━━━━━ Texte source ━━━━━
Plainte pour représentation inéquitable (Unfair Representation)

Le 13 août 2007, le défendeur ACEP a refusé de demander une prorogation des délais pour renvoyer mon grief à l’arbitrage.

Par ce refus du 13 août 2007, l’ACEP a aussi refusé de corriger une faute qu’elle avait commise, en juin 2006, en omettant de renvoyer mon grief à l’arbitrage à l’intérieur des délais.

Le 13 août 2007, en refusant de demander une prorogation des délais et en refusant de corriger sa propre faute, l’ACEP a agi de manière arbitraire ou discriminatoire ou de mauvaise foi en matière de ma représentation, contrairement à l’article 187 de la Loi sur les relations de travail dans la fonction publique, L.C. 2003 c. 22.

[…]

2 La défenderesse a soulevé une objection à la recevabilité de la plainte, alléguant qu’elle a été déposée à l’extérieur du délai de 90 jours prévu au paragraphe 190(2) de la Loi.

3 J’ai informé les parties, lors de l’audience du 3 novembre 2009, que je trancherais, dans un premier temps, l’objection à la recevabilité de la plainte et que l’audience ne porterait que sur cette objection.
━━━━━ Données affichées ━━━━━
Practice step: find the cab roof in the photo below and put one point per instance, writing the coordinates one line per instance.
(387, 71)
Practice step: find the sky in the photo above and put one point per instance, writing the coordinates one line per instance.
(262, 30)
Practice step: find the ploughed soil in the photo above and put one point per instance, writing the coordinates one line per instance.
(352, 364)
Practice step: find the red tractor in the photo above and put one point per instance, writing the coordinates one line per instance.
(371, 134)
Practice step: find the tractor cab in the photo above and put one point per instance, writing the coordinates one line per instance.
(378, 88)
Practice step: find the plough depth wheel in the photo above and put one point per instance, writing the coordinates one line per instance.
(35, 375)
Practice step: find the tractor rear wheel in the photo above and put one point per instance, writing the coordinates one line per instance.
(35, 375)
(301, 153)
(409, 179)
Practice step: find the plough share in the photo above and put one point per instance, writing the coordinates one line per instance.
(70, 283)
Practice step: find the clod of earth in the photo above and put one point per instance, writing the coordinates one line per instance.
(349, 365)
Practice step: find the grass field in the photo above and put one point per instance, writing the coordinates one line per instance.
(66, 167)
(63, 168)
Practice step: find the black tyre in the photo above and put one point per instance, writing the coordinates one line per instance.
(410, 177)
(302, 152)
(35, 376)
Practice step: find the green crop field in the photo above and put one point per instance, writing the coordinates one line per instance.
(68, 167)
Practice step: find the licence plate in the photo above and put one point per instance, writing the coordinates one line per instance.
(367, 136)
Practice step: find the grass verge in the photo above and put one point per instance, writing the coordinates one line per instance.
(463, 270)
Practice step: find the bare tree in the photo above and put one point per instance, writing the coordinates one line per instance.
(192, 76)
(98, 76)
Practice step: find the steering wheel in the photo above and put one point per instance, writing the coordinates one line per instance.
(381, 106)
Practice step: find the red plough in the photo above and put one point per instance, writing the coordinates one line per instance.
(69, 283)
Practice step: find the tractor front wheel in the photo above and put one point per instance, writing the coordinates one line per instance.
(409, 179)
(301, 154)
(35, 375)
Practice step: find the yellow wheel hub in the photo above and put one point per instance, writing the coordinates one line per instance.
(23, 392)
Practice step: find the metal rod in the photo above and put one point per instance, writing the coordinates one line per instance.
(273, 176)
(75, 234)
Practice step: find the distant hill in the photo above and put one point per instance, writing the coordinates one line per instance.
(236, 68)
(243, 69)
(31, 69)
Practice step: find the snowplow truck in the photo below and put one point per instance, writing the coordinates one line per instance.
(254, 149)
━━━━━
À compléter:
1) Recopiez fidèlement les lignes des enregistrements du jeu de données, en commençant par celle qui contient « Practice step: find the grass field » et en terminant par la dernière ligne de ces enregistrements, toutes deux comprises.
2) Rédigez la suite du texte sur la plainte pour représentation inéquitable, à partir de sa dernière phrase.

Réponses:
1)
Practice step: find the grass field in the photo above and put one point per instance, writing the coordinates one line per instance.
(66, 167)
(63, 168)
Practice step: find the black tyre in the photo above and put one point per instance, writing the coordinates one line per instance.
(410, 177)
(302, 152)
(35, 376)
Practice step: find the green crop field in the photo above and put one point per instance, writing the coordinates one line per instance.
(68, 167)
Practice step: find the licence plate in the photo above and put one point per instance, writing the coordinates one line per instance.
(367, 136)
Practice step: find the grass verge in the photo above and put one point per instance, writing the coordinates one line per instance.
(463, 270)
Practice step: find the bare tree in the photo above and put one point per instance, writing the coordinates one line per instance.
(192, 76)
(98, 76)
Practice step: find the steering wheel in the photo above and put one point per instance, writing the coordinates one line per instance.
(381, 106)
Practice step: find the red plough in the photo above and put one point per instance, writing the coordinates one line per instance.
(69, 283)
Practice step: find the tractor front wheel in the photo above and put one point per instance, writing the coordinates one line per instance.
(409, 179)
(301, 154)
(35, 375)
Practice step: find the yellow wheel hub in the photo above and put one point per instance, writing the coordinates one line per instance.
(23, 392)
Practice step: find the metal rod in the photo above and put one point per instance, writing the coordinates one line per instance.
(273, 176)
(75, 234)
Practice step: find the distant hill in the photo above and put one point per instance, writing the coordinates one line per instance.
(236, 68)
(243, 69)
(31, 69)
Practice step: find the snowplow truck in the photo below and put one point per instance, writing the coordinates one line per instance.
(254, 149)

2)
II. Résumé de la preuve

4 Les événements qui ont donné lieu à la présente plainte ont débuté en 2004, et ils se sont succédé comme suit.

5 Le 8 décembre 2004 et le 21 mars 2005, la plaignante a déposé deux griefs dans lesquels elle alléguait avoir fait l’objet de discrimination de la part de son employeur. Ses griefs étaient fondés sur l’article 16 (élimination de la discrimination) de sa convention collective (convention collective entre le Conseil du Trésor et l’Association canadienne des employés professionnels (groupe Économique et services de sciences sociales)). Les griefs de la plaignante ont été traités aux différents paliers de la procédure interne de griefs de l’employeur et, le 16 juin 2006, l’employeur les a rejetés au dernier palier de la procédure.   

6 Le 7 décembre 2004, la plaignante avait également déposé une plainte à la Commission canadienne des droits de la personne (CCDP), dans laquelle elle formulait essentiellement les mêmes allégations que celles soulevées dans ses griefs. Le 9 mai 2005, la CCDP a décidé, en vertu du pouvoir discrétionnaire qui lui est conféré aux termes de l’alinéa 41(1)a) de la Loi canadienne sur les droits de la personne, L.R.C. (1985), ch. H-6 (LCDP), de ne pas statuer sur la plainte de la plaignante, déclarant qu’elle devait d’abord épuiser les procédures de règlement de griefs qui s’offraient à elle.

7 Lorsque la plaignante a déposé sa plainte et ses griefs auprès de la CCDP, elle était conseillée par Jean Ouellette, qui était agent de relations de travail au sein de la défenderesse. En 2006, M. Ouellette a obtenu une promotion et le dossier de la plaignante a été transféré à Lionel Saurette, qui lui a succédé comme agent de relations de travail.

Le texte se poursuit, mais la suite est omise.